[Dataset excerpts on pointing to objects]

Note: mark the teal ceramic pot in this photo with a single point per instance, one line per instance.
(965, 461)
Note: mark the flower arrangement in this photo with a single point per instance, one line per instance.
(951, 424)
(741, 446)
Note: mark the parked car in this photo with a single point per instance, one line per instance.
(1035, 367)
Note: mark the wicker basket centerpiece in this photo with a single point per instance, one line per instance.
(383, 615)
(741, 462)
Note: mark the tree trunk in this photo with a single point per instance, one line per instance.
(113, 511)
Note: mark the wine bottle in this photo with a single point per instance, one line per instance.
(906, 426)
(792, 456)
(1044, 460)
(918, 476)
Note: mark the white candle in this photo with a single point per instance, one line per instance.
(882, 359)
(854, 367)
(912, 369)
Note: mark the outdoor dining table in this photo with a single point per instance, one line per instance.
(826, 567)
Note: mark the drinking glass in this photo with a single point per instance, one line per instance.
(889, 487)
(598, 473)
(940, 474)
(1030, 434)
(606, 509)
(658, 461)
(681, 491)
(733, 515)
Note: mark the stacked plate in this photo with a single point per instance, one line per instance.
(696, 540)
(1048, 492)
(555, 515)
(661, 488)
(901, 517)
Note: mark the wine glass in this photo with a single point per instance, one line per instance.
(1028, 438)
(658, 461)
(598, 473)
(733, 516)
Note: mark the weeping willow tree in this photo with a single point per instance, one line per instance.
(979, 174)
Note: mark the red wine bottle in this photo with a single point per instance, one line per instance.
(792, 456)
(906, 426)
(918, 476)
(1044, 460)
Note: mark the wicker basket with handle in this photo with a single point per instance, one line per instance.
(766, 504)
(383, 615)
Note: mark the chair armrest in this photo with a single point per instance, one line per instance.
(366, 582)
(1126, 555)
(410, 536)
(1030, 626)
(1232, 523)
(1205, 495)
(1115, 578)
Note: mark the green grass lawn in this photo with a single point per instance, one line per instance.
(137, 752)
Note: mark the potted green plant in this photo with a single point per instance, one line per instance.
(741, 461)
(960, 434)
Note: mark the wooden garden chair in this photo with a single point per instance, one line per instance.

What the task asks
Begin at the row that contains "Note: mark the wine glass" and stop after the last row. Rewrite every line in that stretch, keeping the text lines unchanged, and scale each point coordinate by 1.75, rounding to the nearest whole number with halves rounded up.

Solution to this problem
Note: mark the wine glass in this photo with a single point per instance, one line per instance.
(1799, 767)
(1152, 807)
(1047, 828)
(1283, 903)
Note: mark the weeping willow tree in this photo with a single point per instance, one line per instance.
(1713, 305)
Note: mark the red wine bottle in this photo with a single point per instance, one line per instance.
(1386, 798)
(1586, 746)
(1607, 833)
(1827, 805)
Note: mark the wicker basket with handle in this photo with a single point per instance, one line per instance.
(1341, 882)
(670, 1076)
Note: mark the chair armrest in this photo with a single point per instance, one line per instance.
(641, 1019)
(1971, 971)
(718, 938)
(1803, 1096)
(2156, 915)
(2109, 866)
(1951, 1012)
Note: mark the green grass lawn in this photo with a single point per instance, one line per instance.
(240, 1316)
Note: mark the potted green plant in this photo with a single point per instance, one line per instance.
(1297, 807)
(1680, 760)
Note: mark the wooden garden chair in this photo with a single point per instance, one line per instance.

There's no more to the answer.